> **What you are asked to do**: Edit the material below, starting at its first line and ending at the line that contains "<point>464,322</point>", so that "windscreen" becomes "windshield" and everything else stays the same.

> **Stored rows**:

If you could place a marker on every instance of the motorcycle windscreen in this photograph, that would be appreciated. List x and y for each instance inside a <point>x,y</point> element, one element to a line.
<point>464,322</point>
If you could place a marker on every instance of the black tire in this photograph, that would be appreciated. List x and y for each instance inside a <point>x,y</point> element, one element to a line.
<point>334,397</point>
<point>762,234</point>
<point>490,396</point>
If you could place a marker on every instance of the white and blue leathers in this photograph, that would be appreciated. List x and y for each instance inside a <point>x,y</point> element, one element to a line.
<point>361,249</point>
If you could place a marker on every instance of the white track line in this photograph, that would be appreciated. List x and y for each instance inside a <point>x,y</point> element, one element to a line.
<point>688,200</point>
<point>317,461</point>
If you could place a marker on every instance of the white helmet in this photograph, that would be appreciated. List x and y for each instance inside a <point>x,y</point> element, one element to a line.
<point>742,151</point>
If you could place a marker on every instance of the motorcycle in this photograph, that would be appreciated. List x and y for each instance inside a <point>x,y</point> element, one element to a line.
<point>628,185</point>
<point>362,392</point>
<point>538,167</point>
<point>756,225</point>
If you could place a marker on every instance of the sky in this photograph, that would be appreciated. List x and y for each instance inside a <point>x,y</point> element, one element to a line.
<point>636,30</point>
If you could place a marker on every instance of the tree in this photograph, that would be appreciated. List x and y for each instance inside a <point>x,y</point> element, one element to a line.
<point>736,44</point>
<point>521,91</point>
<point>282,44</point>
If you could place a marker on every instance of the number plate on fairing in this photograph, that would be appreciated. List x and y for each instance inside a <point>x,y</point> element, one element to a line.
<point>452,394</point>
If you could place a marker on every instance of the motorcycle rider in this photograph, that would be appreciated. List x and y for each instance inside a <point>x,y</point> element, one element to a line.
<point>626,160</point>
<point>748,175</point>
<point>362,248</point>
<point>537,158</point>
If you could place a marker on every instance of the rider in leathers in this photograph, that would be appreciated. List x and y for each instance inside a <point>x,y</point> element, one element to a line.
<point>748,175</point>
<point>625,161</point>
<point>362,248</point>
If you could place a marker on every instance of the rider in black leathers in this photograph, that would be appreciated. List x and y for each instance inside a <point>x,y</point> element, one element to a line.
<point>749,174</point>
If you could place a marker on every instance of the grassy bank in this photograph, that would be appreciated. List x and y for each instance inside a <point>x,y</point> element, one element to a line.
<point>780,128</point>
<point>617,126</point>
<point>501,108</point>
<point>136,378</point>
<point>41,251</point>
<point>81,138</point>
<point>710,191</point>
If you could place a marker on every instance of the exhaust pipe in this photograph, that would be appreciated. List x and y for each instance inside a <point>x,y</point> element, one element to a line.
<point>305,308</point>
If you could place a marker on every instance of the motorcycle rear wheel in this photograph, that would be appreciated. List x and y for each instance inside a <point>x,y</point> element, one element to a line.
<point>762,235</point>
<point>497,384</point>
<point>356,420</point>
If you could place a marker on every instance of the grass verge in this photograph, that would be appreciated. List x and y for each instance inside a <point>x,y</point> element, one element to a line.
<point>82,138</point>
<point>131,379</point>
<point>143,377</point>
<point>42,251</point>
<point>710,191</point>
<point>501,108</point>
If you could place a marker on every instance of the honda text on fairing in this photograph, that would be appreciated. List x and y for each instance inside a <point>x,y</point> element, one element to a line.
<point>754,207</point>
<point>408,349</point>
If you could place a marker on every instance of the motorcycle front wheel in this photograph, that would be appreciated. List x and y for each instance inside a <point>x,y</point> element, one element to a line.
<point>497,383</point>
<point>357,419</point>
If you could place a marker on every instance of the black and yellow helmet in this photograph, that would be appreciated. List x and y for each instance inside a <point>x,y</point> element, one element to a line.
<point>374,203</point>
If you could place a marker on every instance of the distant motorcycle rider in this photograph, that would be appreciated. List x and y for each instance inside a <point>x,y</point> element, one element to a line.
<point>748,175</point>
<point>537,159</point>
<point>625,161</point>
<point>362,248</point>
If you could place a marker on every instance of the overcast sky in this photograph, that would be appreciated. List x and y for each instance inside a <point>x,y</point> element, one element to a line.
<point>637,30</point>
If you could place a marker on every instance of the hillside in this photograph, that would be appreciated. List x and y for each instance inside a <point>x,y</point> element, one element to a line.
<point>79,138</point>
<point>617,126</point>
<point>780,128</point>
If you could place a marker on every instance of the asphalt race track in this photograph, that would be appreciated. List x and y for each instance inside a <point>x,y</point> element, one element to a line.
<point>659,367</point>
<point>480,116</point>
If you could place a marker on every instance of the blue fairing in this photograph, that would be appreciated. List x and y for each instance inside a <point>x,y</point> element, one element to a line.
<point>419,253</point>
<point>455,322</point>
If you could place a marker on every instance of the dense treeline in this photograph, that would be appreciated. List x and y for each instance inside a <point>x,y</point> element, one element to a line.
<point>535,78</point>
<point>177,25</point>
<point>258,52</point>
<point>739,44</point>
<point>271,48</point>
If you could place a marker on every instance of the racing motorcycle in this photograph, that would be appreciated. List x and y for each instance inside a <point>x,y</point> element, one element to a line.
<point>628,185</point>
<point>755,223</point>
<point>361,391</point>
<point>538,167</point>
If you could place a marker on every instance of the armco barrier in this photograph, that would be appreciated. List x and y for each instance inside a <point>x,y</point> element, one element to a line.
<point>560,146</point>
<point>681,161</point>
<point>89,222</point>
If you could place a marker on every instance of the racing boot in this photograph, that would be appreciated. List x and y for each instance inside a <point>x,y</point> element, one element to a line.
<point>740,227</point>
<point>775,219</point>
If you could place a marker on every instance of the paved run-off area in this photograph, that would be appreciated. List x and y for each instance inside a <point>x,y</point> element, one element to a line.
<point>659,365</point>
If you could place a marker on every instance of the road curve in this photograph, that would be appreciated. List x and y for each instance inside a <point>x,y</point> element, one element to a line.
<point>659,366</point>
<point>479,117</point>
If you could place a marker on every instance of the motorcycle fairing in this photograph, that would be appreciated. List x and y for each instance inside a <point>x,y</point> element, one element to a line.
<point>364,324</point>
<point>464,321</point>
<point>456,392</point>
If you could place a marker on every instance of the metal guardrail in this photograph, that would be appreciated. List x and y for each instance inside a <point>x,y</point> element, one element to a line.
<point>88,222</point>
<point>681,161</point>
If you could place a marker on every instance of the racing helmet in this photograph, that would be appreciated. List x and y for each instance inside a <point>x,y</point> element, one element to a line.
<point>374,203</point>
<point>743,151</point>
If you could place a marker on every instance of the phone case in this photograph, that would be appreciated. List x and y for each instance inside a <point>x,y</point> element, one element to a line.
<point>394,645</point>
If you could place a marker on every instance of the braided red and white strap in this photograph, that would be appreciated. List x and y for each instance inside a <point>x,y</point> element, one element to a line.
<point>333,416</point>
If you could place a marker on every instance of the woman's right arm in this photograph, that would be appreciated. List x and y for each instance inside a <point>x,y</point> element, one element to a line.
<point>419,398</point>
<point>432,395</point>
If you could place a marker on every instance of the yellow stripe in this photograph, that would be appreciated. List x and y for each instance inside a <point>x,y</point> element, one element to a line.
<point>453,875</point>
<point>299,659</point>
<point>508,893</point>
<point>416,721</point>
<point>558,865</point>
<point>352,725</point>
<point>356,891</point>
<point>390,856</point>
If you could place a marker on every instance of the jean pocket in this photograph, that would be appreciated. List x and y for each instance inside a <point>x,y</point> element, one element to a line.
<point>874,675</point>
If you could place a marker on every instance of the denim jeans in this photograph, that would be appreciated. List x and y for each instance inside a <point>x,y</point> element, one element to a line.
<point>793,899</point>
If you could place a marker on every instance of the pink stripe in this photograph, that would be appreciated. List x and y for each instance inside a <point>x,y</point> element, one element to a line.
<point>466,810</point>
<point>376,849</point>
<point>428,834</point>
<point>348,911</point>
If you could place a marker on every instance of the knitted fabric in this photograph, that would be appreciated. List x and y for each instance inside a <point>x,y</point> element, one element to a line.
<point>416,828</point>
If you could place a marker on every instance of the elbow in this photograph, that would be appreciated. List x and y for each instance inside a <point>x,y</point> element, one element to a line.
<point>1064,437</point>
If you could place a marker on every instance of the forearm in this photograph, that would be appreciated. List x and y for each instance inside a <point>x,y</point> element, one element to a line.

> **Answer below**:
If you could place a marker on every instance of the motorcycle windshield in this photograph, that would be appreciated. List x and y for each instance inside a <point>x,y</point> element, one element to a line.
<point>464,322</point>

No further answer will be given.